───── Supplied records

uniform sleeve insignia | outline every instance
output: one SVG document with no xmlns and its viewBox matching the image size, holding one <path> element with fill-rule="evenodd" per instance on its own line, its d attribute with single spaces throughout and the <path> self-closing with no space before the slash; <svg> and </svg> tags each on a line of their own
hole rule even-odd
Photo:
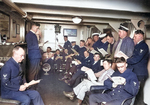
<svg viewBox="0 0 150 105">
<path fill-rule="evenodd" d="M 4 77 L 4 79 L 6 79 L 6 77 L 7 77 L 7 74 L 3 74 L 3 77 Z"/>
<path fill-rule="evenodd" d="M 140 53 L 142 53 L 144 50 L 143 49 L 140 49 Z"/>
<path fill-rule="evenodd" d="M 136 82 L 133 82 L 134 86 L 136 86 Z"/>
</svg>

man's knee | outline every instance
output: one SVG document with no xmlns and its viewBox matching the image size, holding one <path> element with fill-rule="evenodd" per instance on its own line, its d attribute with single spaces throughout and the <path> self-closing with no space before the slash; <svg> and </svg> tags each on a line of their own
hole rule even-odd
<svg viewBox="0 0 150 105">
<path fill-rule="evenodd" d="M 31 103 L 31 99 L 29 98 L 29 97 L 27 97 L 27 98 L 25 98 L 24 100 L 23 100 L 23 102 L 21 102 L 23 105 L 30 105 L 30 103 Z M 21 105 L 22 105 L 21 104 Z"/>
<path fill-rule="evenodd" d="M 39 92 L 38 91 L 34 91 L 34 98 L 37 98 L 39 96 L 40 96 Z"/>
</svg>

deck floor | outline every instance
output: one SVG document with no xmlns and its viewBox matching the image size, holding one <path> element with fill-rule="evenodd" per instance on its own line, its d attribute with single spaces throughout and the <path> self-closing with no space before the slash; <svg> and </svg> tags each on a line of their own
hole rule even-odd
<svg viewBox="0 0 150 105">
<path fill-rule="evenodd" d="M 70 91 L 71 88 L 58 78 L 63 76 L 62 73 L 48 72 L 49 75 L 44 75 L 44 71 L 40 71 L 42 81 L 38 85 L 37 91 L 45 105 L 76 105 L 77 100 L 71 101 L 63 95 L 63 91 Z"/>
</svg>

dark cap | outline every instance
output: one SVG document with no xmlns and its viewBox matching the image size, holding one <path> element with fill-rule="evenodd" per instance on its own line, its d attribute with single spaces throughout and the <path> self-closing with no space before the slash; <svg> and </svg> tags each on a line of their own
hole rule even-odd
<svg viewBox="0 0 150 105">
<path fill-rule="evenodd" d="M 32 25 L 40 26 L 40 24 L 37 22 L 33 22 Z"/>
<path fill-rule="evenodd" d="M 127 23 L 121 23 L 120 27 L 118 29 L 128 32 L 128 30 L 129 30 L 128 24 Z"/>
</svg>

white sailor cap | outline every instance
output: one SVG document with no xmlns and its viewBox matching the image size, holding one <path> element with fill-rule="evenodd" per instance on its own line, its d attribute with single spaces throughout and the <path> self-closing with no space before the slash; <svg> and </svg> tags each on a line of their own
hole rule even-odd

──────────

Transcribe each record exactly as it stands, setting aside any pictures.

#### Solution to this task:
uniform sleeve insignia | outline every instance
output: one SVG document with no xmlns and its viewBox matching the image size, holding one <path> element with fill-rule="evenodd" per instance on its own line, its d attribute with single spaces throughout and the <path> self-closing with no space before the slash; <svg> and </svg> tags each on a line of their own
hole rule even-odd
Photo:
<svg viewBox="0 0 150 105">
<path fill-rule="evenodd" d="M 4 77 L 4 79 L 6 79 L 6 77 L 7 77 L 7 74 L 3 74 L 3 77 Z"/>
<path fill-rule="evenodd" d="M 140 53 L 142 53 L 144 50 L 143 49 L 140 49 Z"/>
<path fill-rule="evenodd" d="M 136 82 L 133 82 L 134 86 L 136 86 Z"/>
</svg>

man's knee | outline every instance
output: one SVG document with no xmlns and its viewBox matching the image size, holding one <path> element with fill-rule="evenodd" per instance on its own line, its d attribute with single spaces throughout and the <path> self-closing with no space before the slash; <svg> and </svg> tags each on a line of their own
hole rule even-odd
<svg viewBox="0 0 150 105">
<path fill-rule="evenodd" d="M 31 103 L 31 99 L 29 98 L 29 97 L 27 97 L 27 98 L 25 98 L 24 100 L 23 100 L 23 102 L 21 102 L 23 105 L 30 105 L 30 103 Z M 21 105 L 22 105 L 21 104 Z"/>
<path fill-rule="evenodd" d="M 39 92 L 38 91 L 34 91 L 34 98 L 37 98 L 39 96 L 40 96 Z"/>
</svg>

deck floor | outline every instance
output: one SVG document with no xmlns and its viewBox matching the image size, holding one <path> element with fill-rule="evenodd" per instance on its own line, its d attribute with single spaces throughout and the <path> self-closing with no space before the slash; <svg> and </svg> tags each on a line of their own
hole rule even-odd
<svg viewBox="0 0 150 105">
<path fill-rule="evenodd" d="M 70 91 L 71 88 L 58 78 L 63 76 L 62 73 L 48 72 L 49 75 L 44 75 L 44 71 L 40 71 L 42 81 L 38 85 L 37 91 L 45 105 L 76 105 L 77 100 L 71 101 L 63 95 L 63 91 Z"/>
</svg>

dark cap | outline every instance
output: one SVG document with no xmlns and its viewBox matching the image size, holding one <path> element with fill-rule="evenodd" per instance on its own line, its d attribute with single spaces throughout and the <path> self-closing with no space before the slash; <svg> and </svg> tags each on a line of their own
hole rule even-odd
<svg viewBox="0 0 150 105">
<path fill-rule="evenodd" d="M 32 25 L 40 26 L 40 24 L 37 22 L 33 22 Z"/>
<path fill-rule="evenodd" d="M 127 23 L 121 23 L 120 27 L 118 29 L 128 32 L 128 30 L 129 30 L 128 24 Z"/>
</svg>

white sailor cap | outline every instance
output: one SVG document with no xmlns and its viewBox matching the image size, holding one <path> element with fill-rule="evenodd" per instance on its own line, its d attribute with single spaces throughout and the <path> self-closing with no space before the slash; <svg> and </svg> tags each on a line of their own
hole rule even-odd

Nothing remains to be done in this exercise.